**Bereitgestellter Text**
::::

Die radikale Trennung des Draußen vom hermetisch abgeschirmten Innen provoziert die entschiedene Ablehnung des Schiffes. Da hat einer ein Schiff für sich gebaut. Ganz offensichtlich nicht, um anderen zu gefallen. Es ist ihm anscheinend egal, was andere darüber denken.

Vorne niedrig und achtern hoch wie eine traditionelle Galeone
Vorne niedrig und achtern hoch wie eine traditionelle Galeone © KarleHorn (CC BY 3.0)

Schon im Dock, wo sonst U-Boote oder Fregatten entstehen, war das Schiff gewöhnungsbedürftig. Als das Gefährt zur ersten Probefahrten durch die Kieler Förde geschleppt wurde, erschien das Objekt mit Projektnamen «White Pearl» unwirklich wie eine Fata Morgana. Das wird wohl eine Weile so bleiben, wo immer sie auftaucht. Andererseits hat die Côte d’Azur schon abgefahrene Entwürfe und Krachmacher wie Luca Bassanis 36 m Männerspielzeug, den Treibsatz «Wallypower» gesehen - und überstanden.

::::

**Extrahiertes Material**
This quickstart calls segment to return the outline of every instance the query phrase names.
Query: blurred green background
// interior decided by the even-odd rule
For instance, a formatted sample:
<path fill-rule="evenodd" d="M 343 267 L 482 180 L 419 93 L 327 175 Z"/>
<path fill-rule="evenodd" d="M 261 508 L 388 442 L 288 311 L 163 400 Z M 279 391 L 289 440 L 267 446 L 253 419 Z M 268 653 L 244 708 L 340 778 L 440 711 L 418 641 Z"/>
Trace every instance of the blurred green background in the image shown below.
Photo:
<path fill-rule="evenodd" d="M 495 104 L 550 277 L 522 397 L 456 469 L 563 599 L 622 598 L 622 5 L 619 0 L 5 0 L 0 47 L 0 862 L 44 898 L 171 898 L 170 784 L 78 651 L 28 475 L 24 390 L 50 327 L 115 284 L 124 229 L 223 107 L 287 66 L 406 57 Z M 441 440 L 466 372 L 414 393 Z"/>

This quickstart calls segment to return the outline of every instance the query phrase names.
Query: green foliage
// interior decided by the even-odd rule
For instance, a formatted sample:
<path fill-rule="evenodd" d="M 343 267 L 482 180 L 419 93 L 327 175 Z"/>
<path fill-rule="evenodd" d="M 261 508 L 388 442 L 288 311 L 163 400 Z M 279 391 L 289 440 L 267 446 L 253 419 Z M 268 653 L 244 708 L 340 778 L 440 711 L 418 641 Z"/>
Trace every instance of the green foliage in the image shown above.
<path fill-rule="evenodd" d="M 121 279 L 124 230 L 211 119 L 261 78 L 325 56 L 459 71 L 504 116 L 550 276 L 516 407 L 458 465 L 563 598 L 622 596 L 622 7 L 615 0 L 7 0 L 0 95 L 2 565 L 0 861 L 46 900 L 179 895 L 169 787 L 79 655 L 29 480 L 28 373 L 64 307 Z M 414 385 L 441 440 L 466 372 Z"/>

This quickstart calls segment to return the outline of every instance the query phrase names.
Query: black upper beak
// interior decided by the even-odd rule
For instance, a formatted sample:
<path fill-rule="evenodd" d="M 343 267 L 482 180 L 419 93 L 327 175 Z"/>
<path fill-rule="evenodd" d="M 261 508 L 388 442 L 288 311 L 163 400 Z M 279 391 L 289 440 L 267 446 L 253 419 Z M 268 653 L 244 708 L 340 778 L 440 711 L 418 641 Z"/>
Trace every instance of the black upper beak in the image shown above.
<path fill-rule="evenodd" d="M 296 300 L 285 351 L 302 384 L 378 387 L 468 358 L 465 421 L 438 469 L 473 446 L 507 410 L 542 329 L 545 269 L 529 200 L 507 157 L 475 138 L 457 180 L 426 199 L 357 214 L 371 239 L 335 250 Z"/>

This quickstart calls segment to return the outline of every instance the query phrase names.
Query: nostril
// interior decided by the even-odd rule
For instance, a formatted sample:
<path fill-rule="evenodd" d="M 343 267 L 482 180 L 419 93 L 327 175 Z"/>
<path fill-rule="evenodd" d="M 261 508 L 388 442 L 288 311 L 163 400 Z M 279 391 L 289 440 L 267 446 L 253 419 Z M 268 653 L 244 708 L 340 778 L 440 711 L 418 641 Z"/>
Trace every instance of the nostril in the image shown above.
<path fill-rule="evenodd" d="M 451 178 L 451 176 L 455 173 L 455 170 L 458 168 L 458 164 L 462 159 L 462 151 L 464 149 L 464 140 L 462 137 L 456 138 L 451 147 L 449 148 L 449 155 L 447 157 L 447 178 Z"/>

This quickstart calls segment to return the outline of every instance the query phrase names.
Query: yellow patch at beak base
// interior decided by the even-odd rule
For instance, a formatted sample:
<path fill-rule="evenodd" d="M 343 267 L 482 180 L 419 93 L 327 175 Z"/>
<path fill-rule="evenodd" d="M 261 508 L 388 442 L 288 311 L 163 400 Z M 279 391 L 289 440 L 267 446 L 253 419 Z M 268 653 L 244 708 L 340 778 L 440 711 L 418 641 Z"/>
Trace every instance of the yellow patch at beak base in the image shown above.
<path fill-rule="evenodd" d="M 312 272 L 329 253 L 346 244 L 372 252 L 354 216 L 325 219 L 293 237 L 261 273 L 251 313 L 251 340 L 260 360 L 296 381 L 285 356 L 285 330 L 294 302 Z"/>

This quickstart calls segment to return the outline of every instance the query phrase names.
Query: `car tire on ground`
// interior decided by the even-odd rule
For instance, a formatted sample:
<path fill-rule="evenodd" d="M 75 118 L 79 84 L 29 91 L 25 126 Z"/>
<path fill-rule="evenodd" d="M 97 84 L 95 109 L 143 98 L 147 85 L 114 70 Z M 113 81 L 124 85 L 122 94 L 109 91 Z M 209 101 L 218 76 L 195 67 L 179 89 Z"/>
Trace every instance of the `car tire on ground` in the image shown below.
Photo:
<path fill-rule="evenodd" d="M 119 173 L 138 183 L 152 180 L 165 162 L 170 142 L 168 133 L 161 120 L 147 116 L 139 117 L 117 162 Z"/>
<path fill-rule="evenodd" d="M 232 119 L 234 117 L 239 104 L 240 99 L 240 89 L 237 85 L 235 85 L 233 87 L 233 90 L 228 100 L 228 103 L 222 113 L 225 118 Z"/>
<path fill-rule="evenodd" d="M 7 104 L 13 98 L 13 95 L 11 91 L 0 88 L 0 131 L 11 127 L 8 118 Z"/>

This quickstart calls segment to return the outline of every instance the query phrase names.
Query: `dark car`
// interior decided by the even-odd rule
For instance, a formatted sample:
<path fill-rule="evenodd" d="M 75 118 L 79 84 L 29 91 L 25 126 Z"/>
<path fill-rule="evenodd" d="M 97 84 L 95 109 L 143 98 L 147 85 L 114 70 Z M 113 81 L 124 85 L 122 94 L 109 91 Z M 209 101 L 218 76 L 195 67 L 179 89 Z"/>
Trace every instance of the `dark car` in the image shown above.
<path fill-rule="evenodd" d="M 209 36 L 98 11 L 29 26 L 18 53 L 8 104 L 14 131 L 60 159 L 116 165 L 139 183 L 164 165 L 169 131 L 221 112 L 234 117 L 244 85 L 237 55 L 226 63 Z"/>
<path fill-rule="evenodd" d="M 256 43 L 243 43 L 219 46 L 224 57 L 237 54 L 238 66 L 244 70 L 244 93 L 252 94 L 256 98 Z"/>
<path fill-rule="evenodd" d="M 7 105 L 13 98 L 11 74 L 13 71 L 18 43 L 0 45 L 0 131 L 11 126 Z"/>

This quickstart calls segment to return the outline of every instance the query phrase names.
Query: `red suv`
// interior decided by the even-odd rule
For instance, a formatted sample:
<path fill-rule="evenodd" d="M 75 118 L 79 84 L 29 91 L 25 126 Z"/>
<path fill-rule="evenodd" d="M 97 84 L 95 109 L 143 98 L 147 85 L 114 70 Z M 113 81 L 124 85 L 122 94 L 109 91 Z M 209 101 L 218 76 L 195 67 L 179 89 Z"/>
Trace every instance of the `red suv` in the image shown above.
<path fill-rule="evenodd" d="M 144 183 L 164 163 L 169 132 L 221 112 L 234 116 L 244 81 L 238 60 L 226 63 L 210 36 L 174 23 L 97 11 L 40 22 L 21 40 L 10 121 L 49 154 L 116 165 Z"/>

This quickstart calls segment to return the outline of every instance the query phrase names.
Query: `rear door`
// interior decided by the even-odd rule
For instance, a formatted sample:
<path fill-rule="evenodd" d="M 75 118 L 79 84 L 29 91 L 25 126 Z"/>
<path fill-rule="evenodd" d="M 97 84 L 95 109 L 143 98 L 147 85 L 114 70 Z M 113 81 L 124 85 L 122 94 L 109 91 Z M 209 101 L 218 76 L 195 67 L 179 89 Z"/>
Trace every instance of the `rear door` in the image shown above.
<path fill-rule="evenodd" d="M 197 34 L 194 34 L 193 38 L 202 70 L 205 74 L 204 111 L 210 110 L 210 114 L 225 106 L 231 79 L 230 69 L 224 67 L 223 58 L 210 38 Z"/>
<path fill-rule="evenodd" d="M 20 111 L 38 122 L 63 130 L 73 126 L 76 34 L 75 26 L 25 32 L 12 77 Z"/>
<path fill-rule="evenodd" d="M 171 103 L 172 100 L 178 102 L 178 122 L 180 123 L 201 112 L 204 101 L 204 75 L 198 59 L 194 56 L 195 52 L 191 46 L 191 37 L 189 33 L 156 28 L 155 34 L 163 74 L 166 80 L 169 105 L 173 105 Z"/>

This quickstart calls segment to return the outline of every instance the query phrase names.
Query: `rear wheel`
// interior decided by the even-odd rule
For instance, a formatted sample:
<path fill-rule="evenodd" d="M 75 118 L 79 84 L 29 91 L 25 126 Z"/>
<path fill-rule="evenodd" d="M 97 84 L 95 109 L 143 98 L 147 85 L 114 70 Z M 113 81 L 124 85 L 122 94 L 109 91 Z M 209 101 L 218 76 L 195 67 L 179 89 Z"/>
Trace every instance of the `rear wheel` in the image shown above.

::::

**Aufgabe 1**
Geben Sie den Inhalt des Textes über das Schiff «White Pearl» in zwei Sätzen wieder.
**Aufgabe 2**
Führen Sie den Text über das Schiff «White Pearl» im Anschluss an seinen letzten Satz fort.

**Lösung 1**
Das Schiff trennt das Draußen radikal vom hermetisch abgeschirmten Innen, provoziert damit entschiedene Ablehnung und wirkt, als habe jemand es ohne Rücksicht auf das Urteil anderer für sich gebaut. Schon im Dock und bei den ersten Probefahrten durch die Kieler Förde erschien das Objekt mit Projektnamen «White Pearl» unwirklich wie eine Fata Morgana, doch die Côte d’Azur hat bereits abgefahrene Entwürfe wie Luca Bassanis «Wallypower» gesehen und überstanden.

**Lösung 2**
Die 50 kn «Wallypower» wirkt auch wie von einem anderen Planeten
Die 50 kn «Wallypower» wirkt auch wie von einem anderen Planeten © Wally Yachts

Archetypische Form der traditionellen Galeone

Dabei ist die Form so alt wie die Galeonen des 16. und 17. Jahrhunderts, siehe den «Adler von Lübeck», die holländische «Batavia» oder die schwedische «Vasa». Diese Schiffe waren achtern hoch und vorn niedrig. Das Achterkastell war das ruhigste und sicherste, exklusiv der Schiffsführung vorbehaltene Areal. Solche Fracht- und Kriegsschiffe waren schwimmende Macht. «Size and importance are brothers» meinte Harold «Mike» Vanderbilt einmal. Das erklärt, warum die «A» mit gut 20 Metern achtern so enorm hoch ist. Wie bei jedem neuen Boot unserer Tage sollte auch dieses deutlich mehr Platz bieten. Wer eine schnittige 119 m Motoryacht hat, möchte sich vergrößern. Melnitschenkos neuer Schlitten hat acht Decks.

Fata Morgana, durchgeknalltes Rendering oder real?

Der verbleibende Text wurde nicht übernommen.